見出し画像

黒部を旅する ①宇奈月温泉を歩く

黒部川の電源開発は、土木の世界に身を置く人たちにとっては、とても大きな工事が行われた場であり、またとても印象的な場所だと思います。今は観光ルートになってきていますが、その歴史を知ることは、とても大事なことで、それを後世に残すことも、とても重要なのだと思います。

今回は、土木学会の会長プロジェクトの一環で、夏のシーズンに、黒部の地を訪れました。実は宇奈月温泉周辺には、今年の冬にも訪れていますが、この時は下見を兼ねたような旅だったのでした。

■黒部への道

最近の黒部への道は、ここから始まります。

東京駅から、「はくたか」号に乗車。
「かがやき」号は黒部宇奈月温泉駅に停まってくれないのです・・。
黒部宇奈月温泉駅に近づくと、田園地帯の後ろに、雄大な立山連峰が。
そして、荒涼な雰囲気がある、黒部川を渡り切ると・・、
黒部宇奈月温泉駅に到着です。
そして、黒部川流域の電源開発の歴史を思い出させます。
駅前に展示された、黒部峡谷鉄道の昔のトロッコ列車。

■黒部川開発のために敷設された、旧黒部鉄道

黒部宇奈月温泉駅のすぐ横に、富山地方鉄道が走っていて、隣接する場所に「新黒部駅」があります。この富山地方鉄道のこの区間は、かつてはJR黒部駅(昔の三日市駅)から宇奈月温泉駅(昔の桃原駅)を結ぶ、「黒部鉄道」という鉄道で、関西電力の前身である、東洋アルミナムという会社が敷設したものです。つまり、ここから既に黒部川電源開発を巡る旅は始まっているということです。

富山地方鉄道。かつての黒部鉄道です。
新幹線の駅ができ、接続駅としても機能する新黒部駅です。
元・東急電鉄の車両で、宇奈月温泉へ。
トロッコに乗りに来たと思われる、家族連れ観光客などもちらほら。
のどかな車内、やはりローカル鉄道はいいですね。
下立駅。最初に黒部鉄道が開通した時の終着駅でした。
愛本駅前には、巨大な変電所が。黒部川電源開発の拠点となる場所です。
内山駅にすれ違いのため、長時間停車中。趣のある木造駅舎です。
「定期券拝見」の文字がいいですね。
反対ホームは、石積みのホーム。
原始的な感じがとても素晴らしい駅。
さらに昔のホームでしょうか。
その上に石を積んで嵩上げしたような跡があります。
宇奈月温泉に到着しました。
前回、冬に来た時は閉ざされていましたが、今回はオンシーズンなので、
活気のある宇奈月温泉駅構内です。

■宇奈月温泉駅付近を歩く

黒部渓谷鉄道の宇奈月駅。
欅平行きの改札待ちの列を見送ります。
黒部川電気記念館の入口にあるのは、
黒部峡谷鉄道の前身、黒部専用軌道を走った昔の機関車。
大正15年に製造された、EB5型です。
米国・オハイオ州・コロンバスのJefferey MFG Co.で製造した機関車。
鉄道マニアなので、ついついこんな展示に見入ってしまいます(笑)。
電力館の中では、ダムのスケールを教えてくれる展示も。
黒部渓谷鉄道のトロッコに乗った気分になれる場所もあります。

> **実施事項**:
1. 黒部の旅行記について、次の問いに答えてください。
(a) 黒部宇奈月温泉駅に停まらないと書かれている列車は何号ですか。
(b) 黒部鉄道を敷設した会社は何という会社ですか。
(c) 黒部川電気記念館の入口にある機関車は、何年に製造された何型ですか。
2. 黒部の旅行記のうち、「東京駅から、「はくたか」号に乗車。」を含む語句で始まり「駅前に展示された、黒部峡谷鉄道の昔のトロッコ列車。」で終わる部分を、一字も変えずに書き写してください。
3. 黒部の旅行記の続きを、最後の文の後から書き進めてください。
以下の行は、黒部の旅行記とは別の資料です。

ポイント注釈の行
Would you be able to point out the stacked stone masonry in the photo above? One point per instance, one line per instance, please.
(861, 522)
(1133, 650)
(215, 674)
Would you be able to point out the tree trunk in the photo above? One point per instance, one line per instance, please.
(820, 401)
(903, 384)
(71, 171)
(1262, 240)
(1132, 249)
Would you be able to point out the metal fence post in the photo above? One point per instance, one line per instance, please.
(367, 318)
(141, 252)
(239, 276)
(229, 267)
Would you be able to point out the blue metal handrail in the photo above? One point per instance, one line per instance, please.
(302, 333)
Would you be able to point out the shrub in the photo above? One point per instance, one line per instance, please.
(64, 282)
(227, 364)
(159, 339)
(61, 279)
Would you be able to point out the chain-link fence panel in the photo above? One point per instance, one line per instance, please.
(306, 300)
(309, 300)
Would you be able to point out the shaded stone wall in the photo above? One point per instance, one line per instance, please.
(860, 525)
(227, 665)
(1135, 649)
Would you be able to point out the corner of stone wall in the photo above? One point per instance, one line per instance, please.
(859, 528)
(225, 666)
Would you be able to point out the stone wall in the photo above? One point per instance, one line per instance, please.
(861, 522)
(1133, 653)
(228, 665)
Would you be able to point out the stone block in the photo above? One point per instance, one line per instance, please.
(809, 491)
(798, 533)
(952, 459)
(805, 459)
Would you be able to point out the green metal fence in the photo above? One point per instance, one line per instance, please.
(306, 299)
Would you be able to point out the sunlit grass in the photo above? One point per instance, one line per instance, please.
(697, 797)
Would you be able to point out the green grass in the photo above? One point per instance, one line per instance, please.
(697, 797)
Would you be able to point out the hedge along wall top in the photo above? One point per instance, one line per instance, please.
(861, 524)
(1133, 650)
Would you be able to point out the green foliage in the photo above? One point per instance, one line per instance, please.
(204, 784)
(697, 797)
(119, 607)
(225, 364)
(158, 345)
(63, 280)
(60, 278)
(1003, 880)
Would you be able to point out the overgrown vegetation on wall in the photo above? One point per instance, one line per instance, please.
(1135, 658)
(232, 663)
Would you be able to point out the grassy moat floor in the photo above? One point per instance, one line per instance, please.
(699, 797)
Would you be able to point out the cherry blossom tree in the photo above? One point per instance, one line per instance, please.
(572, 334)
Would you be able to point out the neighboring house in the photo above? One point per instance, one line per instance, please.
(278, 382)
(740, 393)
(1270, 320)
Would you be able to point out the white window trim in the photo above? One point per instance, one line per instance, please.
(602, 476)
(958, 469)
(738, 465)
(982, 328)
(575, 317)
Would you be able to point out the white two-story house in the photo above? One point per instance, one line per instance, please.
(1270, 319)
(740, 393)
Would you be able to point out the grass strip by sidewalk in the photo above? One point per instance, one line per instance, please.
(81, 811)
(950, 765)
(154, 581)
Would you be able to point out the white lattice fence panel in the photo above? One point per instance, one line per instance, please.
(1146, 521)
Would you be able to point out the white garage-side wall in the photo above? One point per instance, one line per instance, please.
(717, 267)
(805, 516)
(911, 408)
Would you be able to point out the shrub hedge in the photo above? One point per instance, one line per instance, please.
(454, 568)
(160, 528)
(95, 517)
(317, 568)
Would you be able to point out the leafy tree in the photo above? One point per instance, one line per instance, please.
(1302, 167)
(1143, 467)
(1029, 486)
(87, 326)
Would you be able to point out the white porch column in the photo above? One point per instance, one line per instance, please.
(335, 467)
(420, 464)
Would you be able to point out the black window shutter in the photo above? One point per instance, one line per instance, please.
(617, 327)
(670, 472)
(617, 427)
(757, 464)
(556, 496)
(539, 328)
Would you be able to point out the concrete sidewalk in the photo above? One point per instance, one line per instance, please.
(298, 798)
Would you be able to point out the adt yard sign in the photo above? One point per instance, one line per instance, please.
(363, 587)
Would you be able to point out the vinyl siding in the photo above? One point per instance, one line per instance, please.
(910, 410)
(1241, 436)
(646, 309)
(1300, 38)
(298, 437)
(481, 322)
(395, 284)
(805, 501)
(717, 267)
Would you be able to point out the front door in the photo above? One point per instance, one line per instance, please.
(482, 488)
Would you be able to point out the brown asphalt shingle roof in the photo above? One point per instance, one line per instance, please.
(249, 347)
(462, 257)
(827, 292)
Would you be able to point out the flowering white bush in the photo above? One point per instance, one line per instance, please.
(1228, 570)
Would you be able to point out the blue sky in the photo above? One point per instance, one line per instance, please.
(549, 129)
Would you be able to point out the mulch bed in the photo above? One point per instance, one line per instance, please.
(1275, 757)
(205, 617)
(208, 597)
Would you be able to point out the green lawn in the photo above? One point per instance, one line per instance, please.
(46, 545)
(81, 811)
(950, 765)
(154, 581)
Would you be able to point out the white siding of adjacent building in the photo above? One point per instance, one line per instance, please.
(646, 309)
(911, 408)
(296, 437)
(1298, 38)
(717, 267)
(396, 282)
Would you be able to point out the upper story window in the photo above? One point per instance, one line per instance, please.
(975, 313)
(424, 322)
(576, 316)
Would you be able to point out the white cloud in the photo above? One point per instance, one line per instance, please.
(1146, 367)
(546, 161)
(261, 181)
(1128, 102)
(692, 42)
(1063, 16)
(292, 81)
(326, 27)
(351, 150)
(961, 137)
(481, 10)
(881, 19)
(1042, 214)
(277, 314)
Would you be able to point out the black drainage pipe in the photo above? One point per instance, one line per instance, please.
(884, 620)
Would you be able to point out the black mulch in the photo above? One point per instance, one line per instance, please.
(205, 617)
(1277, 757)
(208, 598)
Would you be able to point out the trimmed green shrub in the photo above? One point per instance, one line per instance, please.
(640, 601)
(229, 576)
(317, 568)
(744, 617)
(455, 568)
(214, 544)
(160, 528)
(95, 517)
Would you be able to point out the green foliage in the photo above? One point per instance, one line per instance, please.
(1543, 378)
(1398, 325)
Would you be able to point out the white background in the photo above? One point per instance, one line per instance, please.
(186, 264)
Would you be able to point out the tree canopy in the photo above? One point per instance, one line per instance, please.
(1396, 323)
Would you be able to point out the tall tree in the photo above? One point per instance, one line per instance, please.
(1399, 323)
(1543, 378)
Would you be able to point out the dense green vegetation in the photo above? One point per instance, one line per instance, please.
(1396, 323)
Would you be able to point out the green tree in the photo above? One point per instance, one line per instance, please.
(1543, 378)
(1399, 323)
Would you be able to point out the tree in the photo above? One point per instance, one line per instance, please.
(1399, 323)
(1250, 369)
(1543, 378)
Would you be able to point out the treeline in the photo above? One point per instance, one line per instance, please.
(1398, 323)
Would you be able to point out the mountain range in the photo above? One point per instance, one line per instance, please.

> **課題別の結果**:
1.
(a) 「かがやき」号
(b) 東洋アルミナム
(c) 大正15年に製造されたEB5型

2.
東京駅から、「はくたか」号に乗車。
「かがやき」号は黒部宇奈月温泉駅に停まってくれないのです・・。
黒部宇奈月温泉駅に近づくと、田園地帯の後ろに、雄大な立山連峰が。
そして、荒涼な雰囲気がある、黒部川を渡り切ると・・、
黒部宇奈月温泉駅に到着です。
そして、黒部川流域の電源開発の歴史を思い出させます。
駅前に展示された、黒部峡谷鉄道の昔のトロッコ列車。

3.
こういう場所、やっぱり好きなんですね(笑)。
入口前には、黒部開発の恩師とされる、山田胖(やまだゆたか)さんの像が。
黒部川開発の計画を立てた人です。
黒部渓谷鉄道の駅の2階に、展示施設が。そこから見える対岸の風景。
見えている場所は、弥太蔵谷発電所の建設現場です。

【弥太蔵谷発電所の概要】

https://www.kepco.co.jp/corporate/pr/2017/pdf/0926_1j_01.pdf

ももクロとコラボした、ヘッドマークの展示。
カーネギー社、1911年の刻印の入ったレールや、マクラギ。
当時の人車の便乗証。鉄道として営業していなかったので、
「便乗の安全については一切保証いたしません」の文字が。

■やまびこ遊歩道を歩く

遊歩道の入口には、小さな橋のオブジェが。
そしてその脇に、発電所の職員が冬場歩く、「冬季歩道」の入口があります。
新山彦橋に向かう、トロッコの軌道。かつては下側に見えている、
山彦橋を目指して左にカーブしていました。
このあたりは、2000年頃に宇奈月ダム工事で
付け替えられた比較的新しい線路です。
付け替え工事前の旧線の一部は、遊歩道になっています。
黒部川の水。比較的濁っています。
上流からの土砂の供給は、引き続き多いようです。
山彦橋。黒部専用鉄道開通当時からの橋です。1926年開通。
歴史的な橋梁なのですね。

山彦橋からは、今の鉄道が走る、新山彦橋が一望できます。ちょうどトロッコ列車が通過。とてもラッキーだと思いながら、写真を撮影しました(笑)。
この橋は、宇奈月ダムが少し上流に建設されたため、付け替えられました。宇奈月ダムに向けて、急ピッチに高度を上げていく新線です。

新山彦橋を渡る、黒部峡谷鉄道。とても絵になりますね。
この旧線の遊歩道も、鉄道が走っていた感じがあり、とても楽しい散歩道です。
山彦橋の先には、旧線のトンネルが遊歩道となっている場所が。
素掘りのトンネルだったり、内巻き補強がされていたりと、
長年使われていた感じがするトンネルです。
起点から700mの距離標でしょうか。こういう遺構、大好きです。
こちらは、冬季歩道が、いちぶだけ散策できる場所です。
外から見るとこんな感じ。
冬場は寒い中、このトンネルを歩いて発電所に行くのですね。
歩道は、宇奈月ダムの展望スポットまで来ました。
軌道跡を歩けるのはここまで。
ダムカードのフォトフレームが、何だかいい味出しています。2001年完成だそうです。
宇奈月駅の近くにも、古い機関車が保存されています。
古いとはいっても、電力館の前にあるものよりは新しい車両です。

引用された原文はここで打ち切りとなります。